(QUESTIONS)
**1.** Could you rewrite the paragraph of the telehealth piece that begins "At Seton, we use the term" as a short list that keeps its main facts?
**2.** Would you output the telehealth piece from "At Seton, we" up to and including "and wearable technology.", unchanged?
**3.** Can you go on with the telehealth piece from where it stops?

(PAGE EXTRACT)

##############################

Kristi Henderson, DNP, is the Vice President of Innovation and Virtual Care with Seton Healthcare Family. She most recently comes from the University of Mississippi Medical Center, where she led the implementation of a statewide t
elehealth program, now recognized as a national model.
Kristi is an expert on emerging opportunities in telehealth and virtual care for the patient populations served by Central Health and the Community Care Collaborative. She was the guest speaker at our CCC/Central Health Champions Lunch n' Learn on Friday, July 15, and stayed late to answer some questions about this exciting topic.
1. What are telehealth and telemedicine? How does telemedicine allow for better access to health care across different populations and socioeconomic groups?
Telemedicine is the use of medical information exchanged from one site to another via electronic communications to improve a patient's clinical health status and requires that the patient be located in a clinical setting. Telehealth is a broader term that describes remote health care that does not always involve clinical services, but often the two terms are used interchangeably.
At Seton, we use the term "virtual care" to describe delivering health and wellness services using technology. The three primary services included in virtual care are: telemedicine, virtual visits (patient and provider can be anywhere), and remote patient monitoring, which includes mHealth (mobile health) and wearable technology.

##############################

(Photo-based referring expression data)
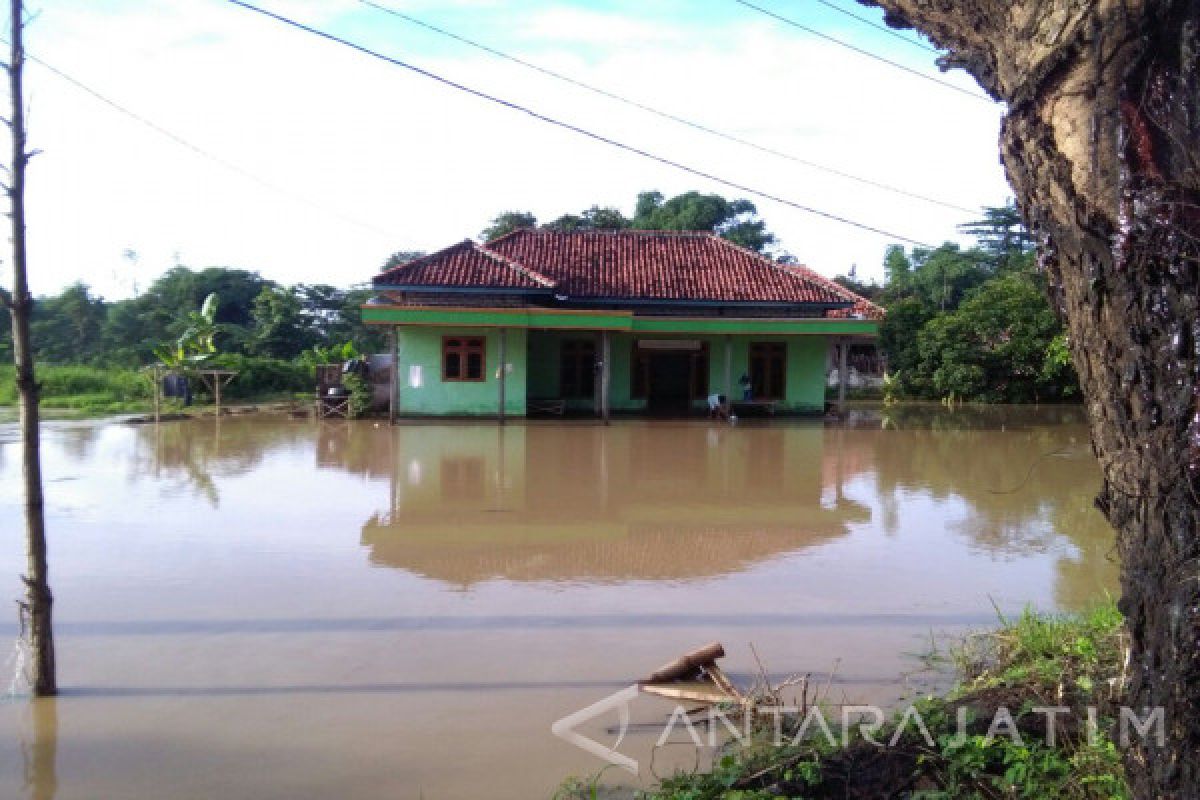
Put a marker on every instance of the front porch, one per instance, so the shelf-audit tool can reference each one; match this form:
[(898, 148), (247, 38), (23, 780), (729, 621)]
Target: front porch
[(505, 362)]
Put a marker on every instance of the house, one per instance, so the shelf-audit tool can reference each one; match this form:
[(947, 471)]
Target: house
[(610, 322)]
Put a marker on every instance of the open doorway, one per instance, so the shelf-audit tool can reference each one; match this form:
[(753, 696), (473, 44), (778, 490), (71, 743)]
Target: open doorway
[(671, 374)]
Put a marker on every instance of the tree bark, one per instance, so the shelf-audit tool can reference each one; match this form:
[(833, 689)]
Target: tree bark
[(1101, 143), (36, 619)]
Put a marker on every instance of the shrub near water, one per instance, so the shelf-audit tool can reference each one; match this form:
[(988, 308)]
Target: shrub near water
[(1037, 660), (90, 389)]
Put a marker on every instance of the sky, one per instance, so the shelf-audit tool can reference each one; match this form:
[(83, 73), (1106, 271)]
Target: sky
[(250, 144)]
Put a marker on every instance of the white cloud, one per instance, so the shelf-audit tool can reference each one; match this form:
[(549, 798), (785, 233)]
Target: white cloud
[(387, 160)]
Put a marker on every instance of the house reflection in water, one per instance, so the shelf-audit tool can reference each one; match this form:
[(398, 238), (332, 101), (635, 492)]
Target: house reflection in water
[(585, 503)]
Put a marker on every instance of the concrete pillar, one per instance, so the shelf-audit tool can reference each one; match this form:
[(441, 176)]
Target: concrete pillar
[(605, 373), (729, 370), (503, 374), (394, 384), (843, 364)]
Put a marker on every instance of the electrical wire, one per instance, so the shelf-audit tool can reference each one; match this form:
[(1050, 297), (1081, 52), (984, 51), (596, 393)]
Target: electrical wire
[(666, 115), (180, 140), (575, 128), (877, 26), (864, 52)]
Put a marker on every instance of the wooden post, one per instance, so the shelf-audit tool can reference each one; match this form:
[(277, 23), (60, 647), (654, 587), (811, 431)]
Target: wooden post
[(394, 384), (843, 360), (157, 391), (605, 373), (503, 376), (36, 609)]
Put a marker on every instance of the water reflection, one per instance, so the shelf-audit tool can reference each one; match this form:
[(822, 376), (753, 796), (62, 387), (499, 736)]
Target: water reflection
[(40, 753), (604, 504), (293, 609), (653, 501)]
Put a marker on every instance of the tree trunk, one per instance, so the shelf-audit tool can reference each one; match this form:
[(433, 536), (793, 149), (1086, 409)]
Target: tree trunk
[(1101, 143), (36, 608)]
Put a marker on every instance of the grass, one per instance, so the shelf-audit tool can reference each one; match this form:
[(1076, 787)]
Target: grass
[(78, 391), (84, 390), (1077, 661)]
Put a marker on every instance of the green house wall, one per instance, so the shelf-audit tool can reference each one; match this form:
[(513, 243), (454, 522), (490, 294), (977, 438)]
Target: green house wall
[(424, 392), (540, 366)]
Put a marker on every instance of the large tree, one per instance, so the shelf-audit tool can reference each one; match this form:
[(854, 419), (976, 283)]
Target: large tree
[(1099, 143)]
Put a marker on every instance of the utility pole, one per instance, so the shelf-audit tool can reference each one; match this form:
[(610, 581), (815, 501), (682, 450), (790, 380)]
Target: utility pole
[(36, 620)]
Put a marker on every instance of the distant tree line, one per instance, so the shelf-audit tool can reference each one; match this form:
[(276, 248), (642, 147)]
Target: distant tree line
[(966, 323), (972, 324), (256, 317), (735, 220)]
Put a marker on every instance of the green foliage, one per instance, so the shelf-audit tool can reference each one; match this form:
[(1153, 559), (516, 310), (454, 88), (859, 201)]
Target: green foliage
[(280, 328), (995, 346), (360, 394), (318, 355), (66, 328), (83, 389), (594, 218), (196, 344), (507, 222), (400, 258), (259, 376), (975, 324), (1035, 657), (733, 220)]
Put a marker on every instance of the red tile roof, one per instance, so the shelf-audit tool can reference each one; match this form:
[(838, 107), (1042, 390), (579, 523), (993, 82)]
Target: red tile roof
[(465, 264), (624, 265), (863, 308)]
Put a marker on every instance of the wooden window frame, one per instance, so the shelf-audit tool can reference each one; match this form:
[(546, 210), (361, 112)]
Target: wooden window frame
[(762, 355), (463, 347)]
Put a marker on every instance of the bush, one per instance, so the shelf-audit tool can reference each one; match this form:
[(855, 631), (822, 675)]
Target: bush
[(262, 376), (76, 388)]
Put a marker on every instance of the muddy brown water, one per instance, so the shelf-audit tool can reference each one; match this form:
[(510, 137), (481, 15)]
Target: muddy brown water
[(268, 608)]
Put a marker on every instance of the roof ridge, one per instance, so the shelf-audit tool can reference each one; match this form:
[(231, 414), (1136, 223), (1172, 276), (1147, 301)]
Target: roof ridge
[(606, 232), (793, 270), (804, 271), (833, 286), (423, 258), (508, 235), (537, 277)]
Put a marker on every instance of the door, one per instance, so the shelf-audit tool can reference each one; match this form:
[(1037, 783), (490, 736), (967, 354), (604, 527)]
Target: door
[(670, 390)]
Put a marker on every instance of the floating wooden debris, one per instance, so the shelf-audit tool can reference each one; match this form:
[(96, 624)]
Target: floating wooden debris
[(694, 677)]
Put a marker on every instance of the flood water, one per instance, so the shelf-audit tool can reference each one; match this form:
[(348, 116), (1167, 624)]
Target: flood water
[(258, 607)]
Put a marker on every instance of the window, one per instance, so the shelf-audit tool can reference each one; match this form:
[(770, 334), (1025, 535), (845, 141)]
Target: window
[(577, 368), (768, 374), (648, 360), (462, 358)]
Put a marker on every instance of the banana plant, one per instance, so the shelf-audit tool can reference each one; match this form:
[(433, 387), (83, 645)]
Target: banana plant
[(197, 343)]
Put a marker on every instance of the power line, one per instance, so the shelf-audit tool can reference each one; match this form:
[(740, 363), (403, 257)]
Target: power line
[(666, 115), (180, 140), (877, 26), (861, 50), (574, 128)]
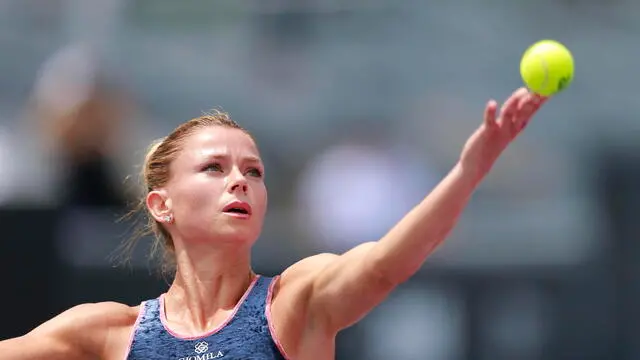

##############################

(OUTPUTS BY TASK)
**1.**
- Seton uses "virtual care" to mean delivering health and wellness services through technology.
- Virtual care has three primary services:
  - telemedicine
  - virtual visits, where patient and provider can be anywhere
  - remote patient monitoring, including mHealth (mobile health) and wearable technology

**2.**
At Seton, we use the term "virtual care" to describe delivering health and wellness services using technology. The three primary services included in virtual care are: telemedicine, virtual visits (patient and provider can be anywhere), and remote patient monitoring, which includes mHealth (mobile health) and wearable technology.

**3.**
Telehealth, is playing an increasingly important role in allowing healthcare providers to extend the reach of scarce or expensive expertise. Virtual care will complement traditional in-person care and will allow Seton to provide increased access to convenient, on-demand, high-quality health care services.
Telehealth was born out of necessity. Patients living in rural, remote areas have always lacked access to health care. Today, many patients are still not able to see a specialist or get the treatment they need without waiting long periods for an appointment. We could reduce these wait times if we used our existing health care workforce more effectively by using telehealth to optimize schedules, improve system efficiency and travel time, and share patient volume across the entire medical staff regardless of location. With telehealth, the walls of clinics and hospitals are extended to workplaces, schools, homes, and to the patient's smartphone.
2. What are some of the biggest challenges in implementation? How do these challenges differ across setting (i.e.rural vs. urban) and across medical disciplines (i.e.dermatology vs. behavioral health)?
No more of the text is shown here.